#### Source material

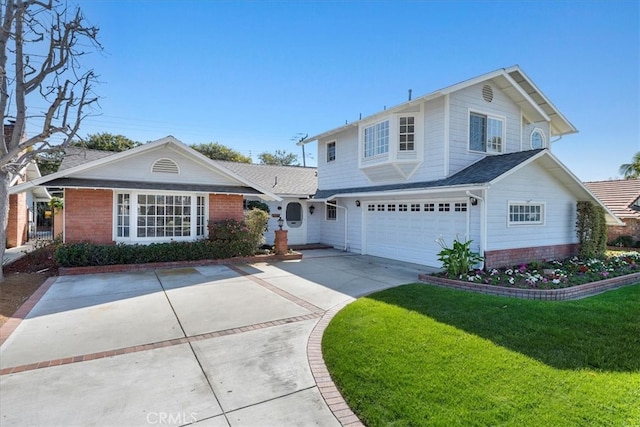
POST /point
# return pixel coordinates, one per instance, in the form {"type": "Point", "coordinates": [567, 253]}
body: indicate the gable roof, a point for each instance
{"type": "Point", "coordinates": [69, 176]}
{"type": "Point", "coordinates": [296, 181]}
{"type": "Point", "coordinates": [619, 196]}
{"type": "Point", "coordinates": [512, 80]}
{"type": "Point", "coordinates": [480, 175]}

########

Instructions for the task ▸
The expected output is the material above, repeated exactly and free of pictures.

Problem solution ▸
POST /point
# return pixel coordinates, one per instance, in the form {"type": "Point", "coordinates": [567, 253]}
body: indicate the gable roof, a point for each instance
{"type": "Point", "coordinates": [69, 176]}
{"type": "Point", "coordinates": [296, 181]}
{"type": "Point", "coordinates": [619, 196]}
{"type": "Point", "coordinates": [512, 80]}
{"type": "Point", "coordinates": [480, 175]}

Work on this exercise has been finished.